Nothing but the exact text of the entries should appear in your answer; pictures stay out.
THE INPUT Start Marker
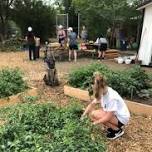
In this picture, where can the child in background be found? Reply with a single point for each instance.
(113, 112)
(102, 44)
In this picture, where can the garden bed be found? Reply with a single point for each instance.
(136, 108)
(14, 99)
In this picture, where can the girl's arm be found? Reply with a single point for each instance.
(89, 108)
(105, 118)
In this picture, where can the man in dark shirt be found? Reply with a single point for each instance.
(73, 45)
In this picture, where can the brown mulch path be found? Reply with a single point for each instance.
(138, 134)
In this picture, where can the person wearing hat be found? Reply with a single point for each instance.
(30, 38)
(61, 35)
(73, 45)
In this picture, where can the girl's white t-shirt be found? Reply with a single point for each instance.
(113, 102)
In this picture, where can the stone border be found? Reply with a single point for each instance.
(136, 108)
(14, 99)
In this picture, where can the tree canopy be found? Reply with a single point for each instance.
(96, 15)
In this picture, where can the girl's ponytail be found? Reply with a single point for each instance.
(99, 85)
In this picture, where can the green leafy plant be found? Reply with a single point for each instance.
(11, 82)
(45, 127)
(30, 99)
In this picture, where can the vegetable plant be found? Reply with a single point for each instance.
(45, 127)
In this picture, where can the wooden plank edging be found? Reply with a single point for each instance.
(134, 107)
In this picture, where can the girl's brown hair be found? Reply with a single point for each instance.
(99, 86)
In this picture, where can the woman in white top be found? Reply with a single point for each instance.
(102, 46)
(113, 112)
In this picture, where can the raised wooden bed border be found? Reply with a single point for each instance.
(136, 108)
(14, 99)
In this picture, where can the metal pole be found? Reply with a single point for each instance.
(56, 26)
(78, 25)
(67, 23)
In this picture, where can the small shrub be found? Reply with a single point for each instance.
(11, 45)
(30, 99)
(11, 82)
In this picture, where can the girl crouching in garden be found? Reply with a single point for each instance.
(113, 112)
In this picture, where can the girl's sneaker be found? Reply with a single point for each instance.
(115, 134)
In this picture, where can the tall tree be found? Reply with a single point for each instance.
(98, 15)
(5, 6)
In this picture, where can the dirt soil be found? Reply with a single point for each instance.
(138, 134)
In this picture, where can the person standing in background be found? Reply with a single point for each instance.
(109, 34)
(37, 47)
(84, 34)
(30, 38)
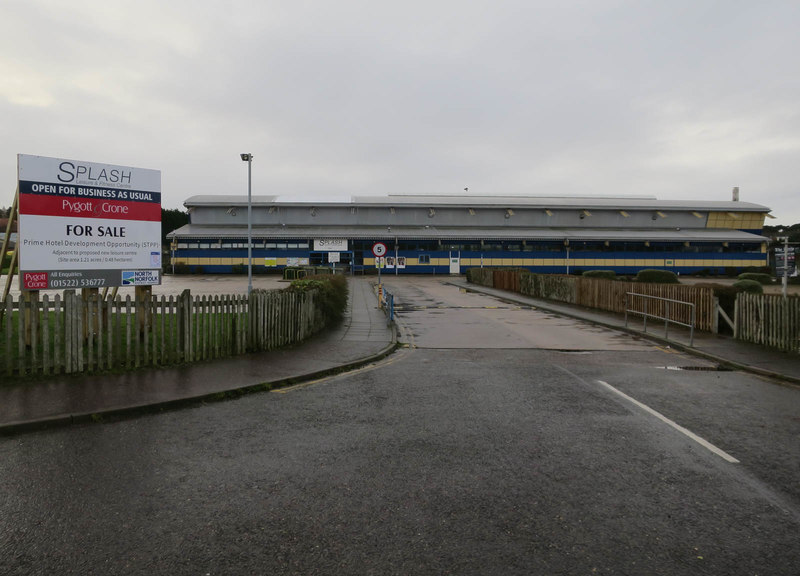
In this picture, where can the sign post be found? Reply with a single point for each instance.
(87, 225)
(379, 250)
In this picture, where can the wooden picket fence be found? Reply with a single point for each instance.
(70, 334)
(768, 319)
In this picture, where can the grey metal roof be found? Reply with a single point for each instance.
(453, 233)
(543, 202)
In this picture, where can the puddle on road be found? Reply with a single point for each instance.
(696, 368)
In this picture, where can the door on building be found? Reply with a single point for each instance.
(455, 263)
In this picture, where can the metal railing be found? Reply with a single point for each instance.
(653, 307)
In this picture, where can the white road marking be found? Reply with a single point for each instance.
(678, 427)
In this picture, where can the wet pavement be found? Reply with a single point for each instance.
(363, 337)
(725, 350)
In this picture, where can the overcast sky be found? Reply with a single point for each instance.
(672, 98)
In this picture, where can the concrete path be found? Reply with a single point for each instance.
(722, 349)
(362, 337)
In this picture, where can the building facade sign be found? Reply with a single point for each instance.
(87, 225)
(331, 245)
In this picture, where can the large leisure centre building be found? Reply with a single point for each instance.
(449, 234)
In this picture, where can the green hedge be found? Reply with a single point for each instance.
(757, 277)
(333, 289)
(750, 286)
(651, 276)
(605, 274)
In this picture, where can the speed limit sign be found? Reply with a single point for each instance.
(379, 249)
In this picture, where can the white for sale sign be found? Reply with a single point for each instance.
(84, 224)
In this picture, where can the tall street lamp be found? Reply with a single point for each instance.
(249, 159)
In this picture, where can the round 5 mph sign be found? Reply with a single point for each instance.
(379, 249)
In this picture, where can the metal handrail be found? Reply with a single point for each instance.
(666, 318)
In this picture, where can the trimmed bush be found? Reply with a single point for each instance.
(333, 292)
(651, 276)
(750, 286)
(758, 277)
(605, 274)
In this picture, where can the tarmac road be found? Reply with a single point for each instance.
(449, 459)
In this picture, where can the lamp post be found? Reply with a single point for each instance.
(785, 264)
(249, 159)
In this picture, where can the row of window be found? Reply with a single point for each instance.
(505, 247)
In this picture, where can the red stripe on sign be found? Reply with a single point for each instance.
(43, 205)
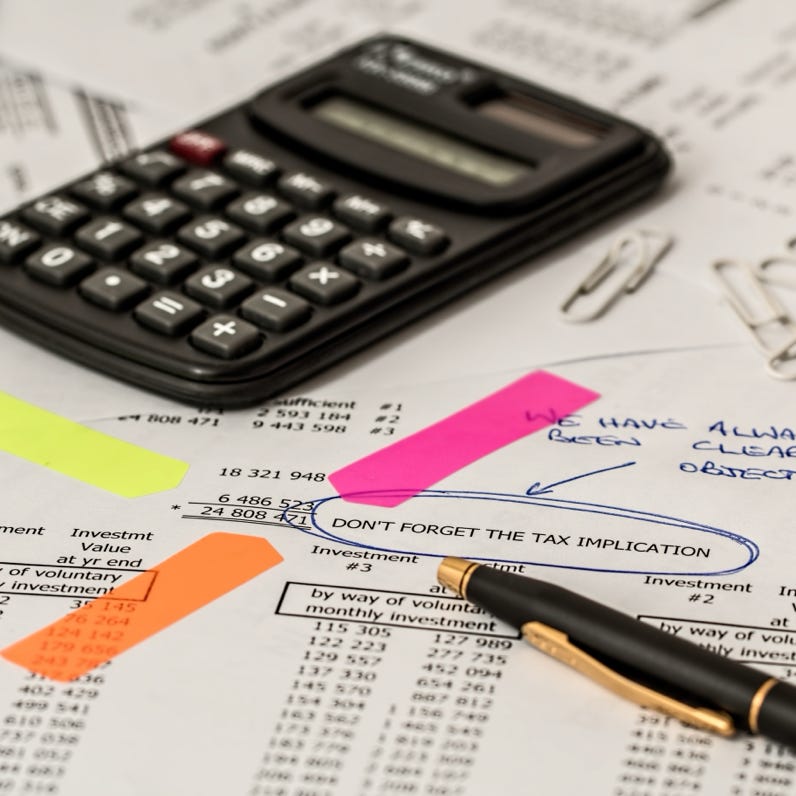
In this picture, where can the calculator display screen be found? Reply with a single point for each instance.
(542, 120)
(421, 142)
THE INPUT End Marker
ANSWER SECTION:
In this picture, where can the child in background be found? Reply with a single point for each instance.
(113, 112)
(102, 44)
In this picture, where can the garden bed be found? Reply with a single point for each instance.
(136, 108)
(14, 99)
In this picture, where can the girl's arm be found? Reply with a single point for each instance.
(89, 108)
(105, 118)
In this picture, where can the man in dark shirt be found? Reply with a single point for each instance.
(73, 45)
In this picture, where can the brown mulch path be found? Reply with a single point for each instance.
(138, 134)
In this picture, where can the person wearing hat be found? Reply with a single point for each instance.
(30, 38)
(61, 35)
(73, 45)
In this picture, where can the girl's white t-shirt be found? Reply with a single point for each instance.
(113, 102)
In this picture, where can the stone border be found? Reply with a single point for each instance.
(136, 108)
(14, 99)
In this picture, where can the tree canopy be found? Reply with a single point for each instance.
(96, 15)
In this picture, where can the girl's ponytail be found? Reply with a single point for each instance.
(99, 85)
In this picture, where can the green leafy plant be found? Reply with a single point for each instance.
(11, 82)
(45, 127)
(30, 99)
In this picture, where can the vegetable plant be found? Reply with a single point for each instance.
(45, 127)
In this picture, where can the wooden plank edging be found? Reply with a single point for each instance.
(134, 107)
In this picture, where can the girl's brown hair be found? Reply with a single point for each instance.
(99, 86)
In this picture, where can the woman in white top be found? Reply with a single point for each instance.
(102, 46)
(113, 112)
In this picture, where can the raised wooden bed border be found? Reply with a single point for each instance.
(136, 108)
(14, 99)
In this picture, where can the metal pole be found? Reply with a single point for each instance.
(56, 26)
(78, 25)
(67, 23)
In this picture, where can the small shrub be found? Reply with a single point for each instance.
(11, 45)
(30, 99)
(11, 82)
In this picture, where can the girl crouching in garden be found? Reply with a single point for each instance.
(113, 112)
In this picture, where can the girl's sneaker be found? Reply with a single point for each instance.
(115, 134)
In this picture, where can the tall tree be found? Reply with a single point for each instance.
(98, 15)
(5, 6)
In this picture, where can the dirt soil be found? Reply with a single point for each instance.
(138, 134)
In this picture, where can the person standing in background be found? Reply with a single point for each instance.
(109, 34)
(37, 47)
(84, 34)
(30, 38)
In this picture, where can the sign post be found? Reply with a single point for each instance.
(87, 225)
(379, 250)
In this picture, where can the wooden picket fence be found? Reply with a single point for each instance.
(70, 334)
(768, 319)
In this picture, where can the grey metal roof be found? Reply with a single point for each instance.
(453, 233)
(543, 202)
In this picture, where can the puddle on road be found? Reply with a single point for each instance.
(696, 368)
In this picture, where can the door on building be found? Reply with a single point for each instance.
(455, 263)
In this picture, where can the metal railing be found? Reply with a single point for each instance.
(653, 307)
In this picture, where can the white road marking be found? Reply with a single point for each instance.
(678, 427)
In this picture, where can the wet pavement be found? Reply with a single point for each instance.
(363, 337)
(725, 350)
In this picture, where can the overcast sky be found? Reply with a single point for each instance.
(672, 98)
In this picture, where can the concrete path be found? Reply with a single point for each instance.
(722, 349)
(362, 337)
In this picture, where can the building facade sign be found? Reply with a single point for each instance.
(87, 225)
(331, 245)
In this picture, where can the large leisure centre building be found? Reply with a single point for each instance.
(449, 234)
In this picture, where can the green hedge be found? Reply with a single point for each instance.
(757, 277)
(333, 289)
(750, 286)
(651, 276)
(605, 274)
In this picture, where can the speed limit sign be found? Reply with a single point for each instance.
(379, 249)
In this picture, where can the white for sale sign be found? Reply with a single point for each instance.
(84, 224)
In this picture, where can the tall street lamp be found? Reply with a single point for each instance.
(249, 159)
In this picture, where can the round 5 mph sign be found? Reply with a single point for each instance.
(379, 249)
In this picture, where can the metal handrail be found? Reply with a single point for each instance.
(666, 318)
In this picture, where can the trimmed bush be found? Reply with a single point for each instance.
(333, 292)
(651, 276)
(750, 286)
(758, 277)
(605, 274)
In this picture, where can the tarmac road be found? Reply with a single point for each instance.
(449, 459)
In this picture, where can the lamp post be found? Reply with a single point for each instance.
(785, 264)
(249, 159)
In this picture, where can the row of window be found? Reply with a single point for each instance.
(505, 247)
In this picture, where can the red stripe on sign be found? Reply with a single point for each instance.
(43, 205)
In this picture, where can the calculator display screen be found? Reply with a single point for each instance.
(542, 120)
(421, 142)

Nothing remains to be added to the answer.